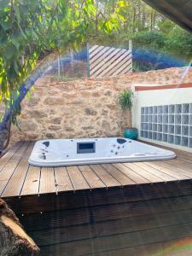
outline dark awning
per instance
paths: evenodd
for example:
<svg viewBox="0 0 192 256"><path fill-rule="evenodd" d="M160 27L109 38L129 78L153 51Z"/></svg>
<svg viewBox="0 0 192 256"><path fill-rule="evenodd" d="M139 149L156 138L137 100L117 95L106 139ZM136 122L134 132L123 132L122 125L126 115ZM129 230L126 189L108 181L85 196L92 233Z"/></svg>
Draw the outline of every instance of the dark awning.
<svg viewBox="0 0 192 256"><path fill-rule="evenodd" d="M192 0L143 0L148 5L192 32Z"/></svg>

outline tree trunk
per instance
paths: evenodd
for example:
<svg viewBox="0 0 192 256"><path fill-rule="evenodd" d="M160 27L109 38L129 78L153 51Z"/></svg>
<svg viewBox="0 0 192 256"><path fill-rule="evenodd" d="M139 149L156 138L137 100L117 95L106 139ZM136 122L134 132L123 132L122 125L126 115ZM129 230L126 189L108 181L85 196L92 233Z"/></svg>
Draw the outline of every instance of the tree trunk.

________________

- SET EXERCISE:
Transcribe the material exactly, keeping every word and none of the pictures.

- SOLUTION:
outline dark awning
per instance
paths: evenodd
for example:
<svg viewBox="0 0 192 256"><path fill-rule="evenodd" d="M160 27L109 38L129 78L153 51Z"/></svg>
<svg viewBox="0 0 192 256"><path fill-rule="evenodd" d="M139 149L156 138L137 100L117 95L106 139ZM136 122L134 132L123 132L122 125L126 115ZM129 230L126 189L108 181L85 196L92 233Z"/></svg>
Draw the outline of every instance of the dark awning.
<svg viewBox="0 0 192 256"><path fill-rule="evenodd" d="M192 0L143 0L148 5L192 32Z"/></svg>

outline tree trunk
per instance
paths: evenodd
for example:
<svg viewBox="0 0 192 256"><path fill-rule="evenodd" d="M160 27L109 38L129 78L153 51Z"/></svg>
<svg viewBox="0 0 192 256"><path fill-rule="evenodd" d="M139 149L156 138L137 100L117 95L106 139ZM136 122L134 132L123 132L122 125L126 115ZM129 230L126 189L108 181L85 196L92 233Z"/></svg>
Draw the outline of every instance of the tree trunk.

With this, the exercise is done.